Your goal: Locate each line below that includes "banner" and reproduce it.

Exercise data:
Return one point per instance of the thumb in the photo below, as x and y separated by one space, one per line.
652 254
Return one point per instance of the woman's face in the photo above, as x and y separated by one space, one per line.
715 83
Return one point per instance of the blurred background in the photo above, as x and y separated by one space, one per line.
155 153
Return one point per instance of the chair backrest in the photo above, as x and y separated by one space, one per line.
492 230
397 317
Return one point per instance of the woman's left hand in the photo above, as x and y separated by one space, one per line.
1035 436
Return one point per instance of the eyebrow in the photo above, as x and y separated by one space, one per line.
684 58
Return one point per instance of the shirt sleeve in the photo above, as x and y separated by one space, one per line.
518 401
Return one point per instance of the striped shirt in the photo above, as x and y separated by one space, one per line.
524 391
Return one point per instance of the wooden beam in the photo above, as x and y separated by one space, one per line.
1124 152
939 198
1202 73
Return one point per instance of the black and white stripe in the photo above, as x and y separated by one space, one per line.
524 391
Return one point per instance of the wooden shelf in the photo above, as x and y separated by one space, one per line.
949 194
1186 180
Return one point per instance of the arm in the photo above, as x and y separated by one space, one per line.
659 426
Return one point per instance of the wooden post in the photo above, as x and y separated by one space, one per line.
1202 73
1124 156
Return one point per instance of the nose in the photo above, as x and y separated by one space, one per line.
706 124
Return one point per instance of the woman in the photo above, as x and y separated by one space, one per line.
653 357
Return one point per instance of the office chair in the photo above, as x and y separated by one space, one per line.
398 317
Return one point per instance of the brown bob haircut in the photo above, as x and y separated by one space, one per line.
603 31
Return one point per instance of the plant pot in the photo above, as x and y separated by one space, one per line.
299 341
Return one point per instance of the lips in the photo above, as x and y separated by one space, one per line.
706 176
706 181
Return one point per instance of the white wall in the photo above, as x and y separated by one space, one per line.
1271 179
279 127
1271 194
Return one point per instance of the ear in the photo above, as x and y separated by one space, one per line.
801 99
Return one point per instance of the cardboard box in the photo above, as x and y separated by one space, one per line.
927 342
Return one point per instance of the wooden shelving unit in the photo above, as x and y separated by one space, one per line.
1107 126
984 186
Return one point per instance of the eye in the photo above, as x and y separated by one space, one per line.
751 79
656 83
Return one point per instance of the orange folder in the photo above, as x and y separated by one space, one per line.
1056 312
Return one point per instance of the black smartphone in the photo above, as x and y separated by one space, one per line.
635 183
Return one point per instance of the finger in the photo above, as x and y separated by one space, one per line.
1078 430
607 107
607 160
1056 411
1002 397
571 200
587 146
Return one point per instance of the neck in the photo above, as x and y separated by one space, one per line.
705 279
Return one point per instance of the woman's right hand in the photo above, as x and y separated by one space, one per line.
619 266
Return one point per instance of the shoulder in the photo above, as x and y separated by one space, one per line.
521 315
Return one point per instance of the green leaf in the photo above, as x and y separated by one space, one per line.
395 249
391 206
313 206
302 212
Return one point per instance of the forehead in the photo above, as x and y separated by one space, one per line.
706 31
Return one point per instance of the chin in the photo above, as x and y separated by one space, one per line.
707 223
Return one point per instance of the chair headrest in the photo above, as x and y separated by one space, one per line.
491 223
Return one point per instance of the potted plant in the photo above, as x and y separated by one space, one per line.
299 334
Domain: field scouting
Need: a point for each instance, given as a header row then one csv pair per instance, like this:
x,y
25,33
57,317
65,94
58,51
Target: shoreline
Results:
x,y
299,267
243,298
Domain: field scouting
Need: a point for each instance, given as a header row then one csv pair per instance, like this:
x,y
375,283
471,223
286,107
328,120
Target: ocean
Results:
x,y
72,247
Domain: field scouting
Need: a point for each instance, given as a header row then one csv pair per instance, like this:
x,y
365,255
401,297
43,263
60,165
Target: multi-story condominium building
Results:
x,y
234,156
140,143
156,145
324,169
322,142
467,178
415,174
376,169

--

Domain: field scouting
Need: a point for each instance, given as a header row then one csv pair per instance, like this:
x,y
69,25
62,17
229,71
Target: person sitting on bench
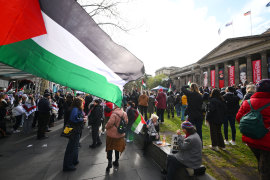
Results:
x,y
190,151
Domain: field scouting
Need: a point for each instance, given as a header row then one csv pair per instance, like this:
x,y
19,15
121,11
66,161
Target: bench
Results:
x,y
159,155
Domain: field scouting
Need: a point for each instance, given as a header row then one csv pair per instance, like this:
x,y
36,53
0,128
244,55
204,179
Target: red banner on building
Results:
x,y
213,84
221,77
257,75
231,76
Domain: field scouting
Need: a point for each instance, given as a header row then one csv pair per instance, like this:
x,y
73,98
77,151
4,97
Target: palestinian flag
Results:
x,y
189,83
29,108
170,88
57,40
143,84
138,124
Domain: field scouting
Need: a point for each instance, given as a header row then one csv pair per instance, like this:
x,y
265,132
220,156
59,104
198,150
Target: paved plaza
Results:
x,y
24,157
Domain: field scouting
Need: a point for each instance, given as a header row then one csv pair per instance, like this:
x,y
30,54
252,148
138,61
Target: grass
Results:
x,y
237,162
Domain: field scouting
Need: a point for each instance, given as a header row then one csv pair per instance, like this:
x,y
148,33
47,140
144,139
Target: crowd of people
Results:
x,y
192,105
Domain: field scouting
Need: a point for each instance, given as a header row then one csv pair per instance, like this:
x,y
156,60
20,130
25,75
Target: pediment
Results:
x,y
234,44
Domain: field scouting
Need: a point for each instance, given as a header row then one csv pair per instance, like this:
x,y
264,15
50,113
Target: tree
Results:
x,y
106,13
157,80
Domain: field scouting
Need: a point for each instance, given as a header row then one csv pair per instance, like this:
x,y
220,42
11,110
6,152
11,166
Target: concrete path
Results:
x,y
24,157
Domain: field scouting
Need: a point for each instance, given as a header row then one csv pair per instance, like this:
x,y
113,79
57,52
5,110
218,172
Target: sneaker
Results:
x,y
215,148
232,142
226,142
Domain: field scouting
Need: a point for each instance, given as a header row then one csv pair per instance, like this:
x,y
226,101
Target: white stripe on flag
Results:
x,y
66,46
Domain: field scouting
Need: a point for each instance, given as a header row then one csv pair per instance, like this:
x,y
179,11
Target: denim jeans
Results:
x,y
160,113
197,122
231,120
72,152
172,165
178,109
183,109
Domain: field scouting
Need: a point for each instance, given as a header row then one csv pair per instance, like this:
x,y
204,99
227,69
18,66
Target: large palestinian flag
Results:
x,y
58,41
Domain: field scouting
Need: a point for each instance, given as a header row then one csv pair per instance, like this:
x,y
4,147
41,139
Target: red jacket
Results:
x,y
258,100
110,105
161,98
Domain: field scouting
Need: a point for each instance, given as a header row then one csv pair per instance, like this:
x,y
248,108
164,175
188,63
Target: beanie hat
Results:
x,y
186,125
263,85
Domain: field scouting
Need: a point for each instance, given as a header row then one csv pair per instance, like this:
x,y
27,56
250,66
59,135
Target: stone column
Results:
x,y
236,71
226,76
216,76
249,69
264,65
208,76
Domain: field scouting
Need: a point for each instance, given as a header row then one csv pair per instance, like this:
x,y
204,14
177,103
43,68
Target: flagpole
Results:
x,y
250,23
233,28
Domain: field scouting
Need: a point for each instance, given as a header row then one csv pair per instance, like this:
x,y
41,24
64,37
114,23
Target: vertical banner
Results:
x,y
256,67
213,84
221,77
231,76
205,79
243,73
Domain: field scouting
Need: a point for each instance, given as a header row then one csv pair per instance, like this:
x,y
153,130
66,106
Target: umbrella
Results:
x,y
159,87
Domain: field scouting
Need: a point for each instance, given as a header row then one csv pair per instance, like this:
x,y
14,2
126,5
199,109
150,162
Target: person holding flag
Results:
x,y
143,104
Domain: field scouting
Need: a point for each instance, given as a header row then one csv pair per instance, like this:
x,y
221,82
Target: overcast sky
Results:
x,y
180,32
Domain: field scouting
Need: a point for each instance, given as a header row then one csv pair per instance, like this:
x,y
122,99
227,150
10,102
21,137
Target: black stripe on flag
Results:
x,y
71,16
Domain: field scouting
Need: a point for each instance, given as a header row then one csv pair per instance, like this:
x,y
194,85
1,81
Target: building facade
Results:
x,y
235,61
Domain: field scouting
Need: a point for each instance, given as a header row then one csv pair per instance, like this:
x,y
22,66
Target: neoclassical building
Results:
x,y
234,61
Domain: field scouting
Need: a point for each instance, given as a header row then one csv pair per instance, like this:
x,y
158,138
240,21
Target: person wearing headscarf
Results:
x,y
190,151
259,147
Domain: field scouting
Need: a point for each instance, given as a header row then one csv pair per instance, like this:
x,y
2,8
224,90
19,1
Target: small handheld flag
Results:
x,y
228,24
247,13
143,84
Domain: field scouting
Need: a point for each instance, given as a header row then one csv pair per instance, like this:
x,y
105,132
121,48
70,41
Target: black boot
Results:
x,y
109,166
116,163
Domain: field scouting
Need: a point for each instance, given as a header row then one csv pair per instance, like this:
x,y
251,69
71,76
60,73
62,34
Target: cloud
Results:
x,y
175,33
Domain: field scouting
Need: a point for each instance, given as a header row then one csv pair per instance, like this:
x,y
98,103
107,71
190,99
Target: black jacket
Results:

Solution to the exercise:
Target: red banner on building
Target: vertical banner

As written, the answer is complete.